Help! Help! I’m being repressed! While the world’s focus remains on trade and the global flow of real goods, we need to discuss the global flow of financial capital. By accounting definition, a country’s current account – its balance of payments for real goods and services – is equal to its capital account – the flow of financial goods. Since 2006, our current account has slid to a $1 trillion deficit. To settle payment, the United States sends dollars to the exporting nation. Now, the exporting manufacturer and its nation’s central bank have an excess of United States dollars. What’s the best – historically – and easiest thing to do with US dollars? Invest in US dollar denominated financial assets. The largest demanded asset has been Treasury securities1, but foreign investors can also allocate to corporate debt, public equities, and real assets.
As displayed on Liberation Day, the Trump administration views bilateral trade imbalances as inherently bad. Mathematically, if we narrow our current account deficit, we will narrow our capital account deficit. Foreign investment in US dollar denominated assets must fall, and Treasuries will be the most impacted asset class. The short-term effect is an increase in structural yield levels, and the long-term effect is a much more expensive debt balance2.
President Trump and Secretary Bessent have iterated repeatedly that a key goal of theirs is to lower the yield on 10-year Treasuries. With yields rising due to global demand shifts, a bloated government debt weighing on balance sheets, and political pressure to manage costs, the Administration may be left with one option. Financial Repression.
Financial repression is a scary term for a spectrum of regulatory policies aimed at artificially managing interest rates and debt through the banking sector. On the extreme side, governments can explicitly cap interest rates – like during World War II – or place restrictions on demand deposits – Regulation Q banned interest on demand deposits and imposed caps on other deposits. On the subtler side, the Fed could carve out Treasuries from capital requirements or large quantitative easing aimed at capped yield targets. In the short run, financial repression provides a tool for deficit reduction. The stated goals of the administration would lead them right to this option.

### [Information supplied]
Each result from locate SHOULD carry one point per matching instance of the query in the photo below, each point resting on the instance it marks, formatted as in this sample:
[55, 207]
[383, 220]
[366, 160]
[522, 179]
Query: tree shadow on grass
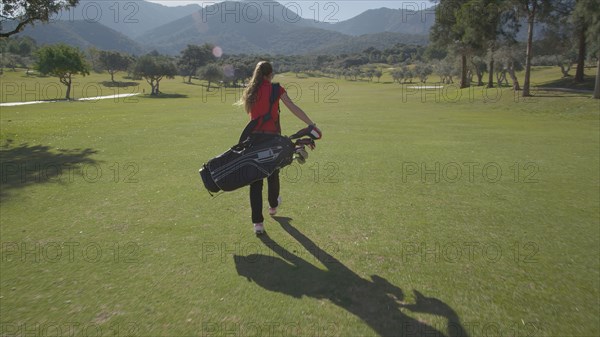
[161, 95]
[569, 83]
[110, 84]
[24, 165]
[376, 302]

### [Problem description]
Update the financial repression text from "Financial repression is" to "to this option.", changing "demand deposits" to "checking accounts". The items are separate material from the text.

### [Answer box]
Financial repression is a scary term for a spectrum of regulatory policies aimed at artificially managing interest rates and debt through the banking sector. On the extreme side, governments can explicitly cap interest rates – like during World War II – or place restrictions on checking accounts – Regulation Q banned interest on checking accounts and imposed caps on other deposits. On the subtler side, the Fed could carve out Treasuries from capital requirements or large quantitative easing aimed at capped yield targets. In the short run, financial repression provides a tool for deficit reduction. The stated goals of the administration would lead them right to this option.